TEKS HALAMAN -
Orang-orang yg berpikiran pendek yg hanya percaya kepada
yg nyata dan masuk akal saja, padahal apabila allah berkehendak apa yg tak bisa
dilakukannya?, bukankah allah maha besar?, bukankah allah maha pencipta?,
bukankah allah maha tahu?,...
 
Dulu ada seorang ulama yg bernama ‘ibnu arabi', ia adalah
salah seorang dari sekian banyak orang yg berpendapat nabi muhammad saw ber
isra' dan mi'raj dengan perjalanan ruh tampa tubuh..”
 
Penulis:
“Apakah ia ulama arab juga, buya?”
 
Tuanku mudo:
“Ibnu arabi berasal dari spanyol yg mana pada saat itu
spanyol masih di kuasai umat muslim. Menurut sejarah guru-guru, ia bernama
lengkap ‘muhyidin, abu bakar muhammad bin ‘ali bin ‘arabi al hatimi at thai'.
Lahir di kota sevilla 17 ramhadhan 560 H dan meninggal di damsyik pada tahun
638 H. Kitab terkenal dan fenome-nalnya adalah kitab thasauf “futuhatul
makiyah”, menurut para ulama ahlussunnah kitab itu melenceng dari ajaran
rasulullah.

MATERI TERSEDIA -
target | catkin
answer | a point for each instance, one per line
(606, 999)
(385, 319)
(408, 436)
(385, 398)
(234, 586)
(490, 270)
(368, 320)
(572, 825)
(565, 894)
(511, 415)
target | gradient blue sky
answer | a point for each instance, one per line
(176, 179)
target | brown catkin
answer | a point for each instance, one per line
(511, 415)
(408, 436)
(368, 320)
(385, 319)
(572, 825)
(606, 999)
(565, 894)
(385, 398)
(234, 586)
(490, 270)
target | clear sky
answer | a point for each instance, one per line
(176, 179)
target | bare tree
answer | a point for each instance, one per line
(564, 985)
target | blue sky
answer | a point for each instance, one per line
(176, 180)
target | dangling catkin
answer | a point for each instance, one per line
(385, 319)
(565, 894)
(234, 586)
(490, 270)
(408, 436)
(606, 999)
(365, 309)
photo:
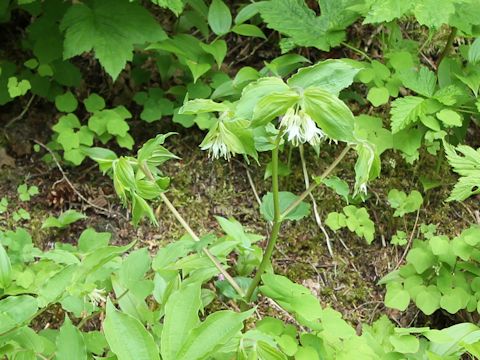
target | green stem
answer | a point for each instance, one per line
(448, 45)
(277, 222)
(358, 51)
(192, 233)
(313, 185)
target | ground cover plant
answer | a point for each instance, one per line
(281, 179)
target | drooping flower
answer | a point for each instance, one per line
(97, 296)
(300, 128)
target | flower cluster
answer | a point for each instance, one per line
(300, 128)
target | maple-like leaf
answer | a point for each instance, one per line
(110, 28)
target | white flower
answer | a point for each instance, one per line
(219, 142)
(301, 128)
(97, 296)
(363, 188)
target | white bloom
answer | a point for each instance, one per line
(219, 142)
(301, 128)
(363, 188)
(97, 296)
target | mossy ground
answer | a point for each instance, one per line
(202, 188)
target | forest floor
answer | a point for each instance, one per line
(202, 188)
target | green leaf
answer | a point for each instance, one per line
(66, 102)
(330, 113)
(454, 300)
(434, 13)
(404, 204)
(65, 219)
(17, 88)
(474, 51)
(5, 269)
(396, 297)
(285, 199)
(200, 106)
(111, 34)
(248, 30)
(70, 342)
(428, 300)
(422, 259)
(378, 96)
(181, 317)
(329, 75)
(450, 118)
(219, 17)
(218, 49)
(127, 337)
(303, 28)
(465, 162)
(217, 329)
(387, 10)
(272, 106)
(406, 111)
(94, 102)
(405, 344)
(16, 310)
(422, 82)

YANG DIKERJAKAN -
Tuliskan kembali seluruh teks halaman di atas tentang Ibnu Arabi tanpa mengubah satu kata atau tanda baca pun.

HASIL LATIHAN -
Orang-orang yg berpikiran pendek yg hanya percaya kepada
yg nyata dan masuk akal saja, padahal apabila allah berkehendak apa yg tak bisa
dilakukannya?, bukankah allah maha besar?, bukankah allah maha pencipta?,
bukankah allah maha tahu?,...
 
Dulu ada seorang ulama yg bernama ‘ibnu arabi', ia adalah
salah seorang dari sekian banyak orang yg berpendapat nabi muhammad saw ber
isra' dan mi'raj dengan perjalanan ruh tampa tubuh..”
 
Penulis:
“Apakah ia ulama arab juga, buya?”
 
Tuanku mudo:
“Ibnu arabi berasal dari spanyol yg mana pada saat itu
spanyol masih di kuasai umat muslim. Menurut sejarah guru-guru, ia bernama
lengkap ‘muhyidin, abu bakar muhammad bin ‘ali bin ‘arabi al hatimi at thai'.
Lahir di kota sevilla 17 ramhadhan 560 H dan meninggal di damsyik pada tahun
638 H. Kitab terkenal dan fenome-nalnya adalah kitab thasauf “futuhatul
makiyah”, menurut para ulama ahlussunnah kitab itu melenceng dari ajaran
rasulullah.